Begin Dataset

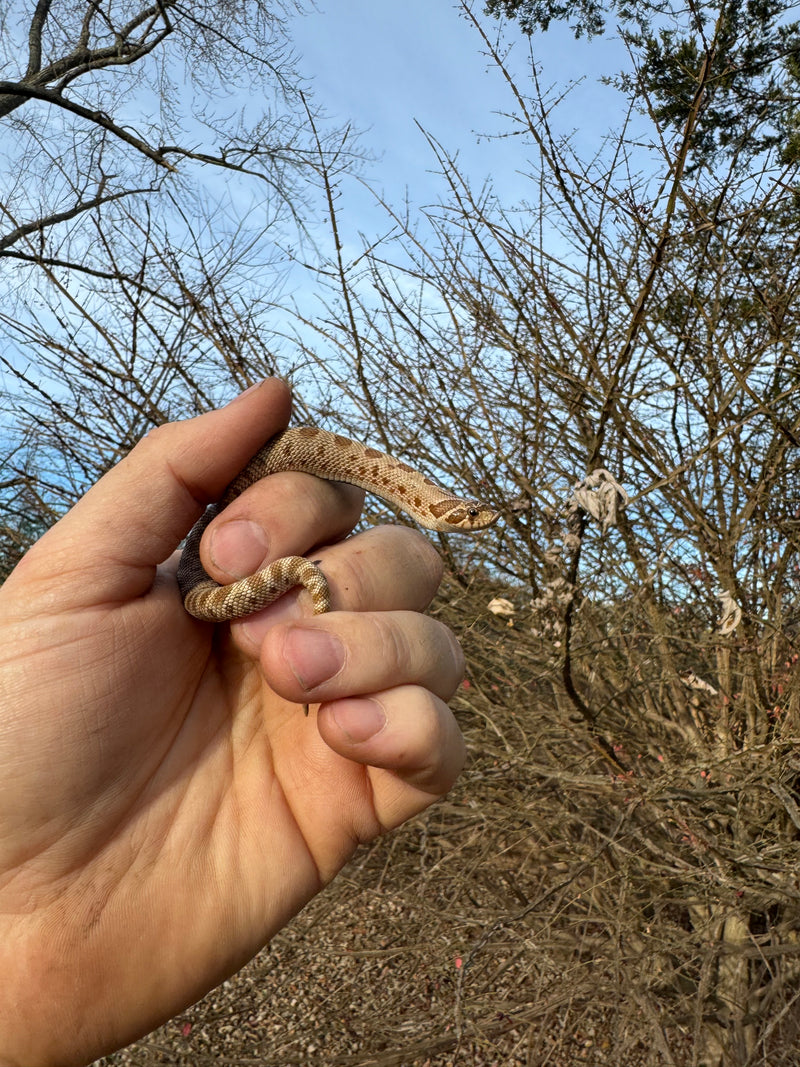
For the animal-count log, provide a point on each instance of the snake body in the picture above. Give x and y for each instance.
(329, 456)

End Dataset
Begin Dataset

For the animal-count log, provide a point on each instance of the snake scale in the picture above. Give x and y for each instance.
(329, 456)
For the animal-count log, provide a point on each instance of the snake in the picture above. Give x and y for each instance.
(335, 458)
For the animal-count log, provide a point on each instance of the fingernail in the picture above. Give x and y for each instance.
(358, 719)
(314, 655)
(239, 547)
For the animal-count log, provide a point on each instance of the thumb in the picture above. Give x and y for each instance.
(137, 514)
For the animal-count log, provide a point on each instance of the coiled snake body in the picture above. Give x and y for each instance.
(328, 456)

End Dataset

Your objective: Go through the data above and list each line that contains the word "body", copying the whole line.

The completed task:
For the animal-count log, provide a point on each instance of the snake body in the picture above. Give x and y for each instance.
For the animal-count log, provide a point on each instance of the coiled snake body in the picture above. Give x and y for each instance.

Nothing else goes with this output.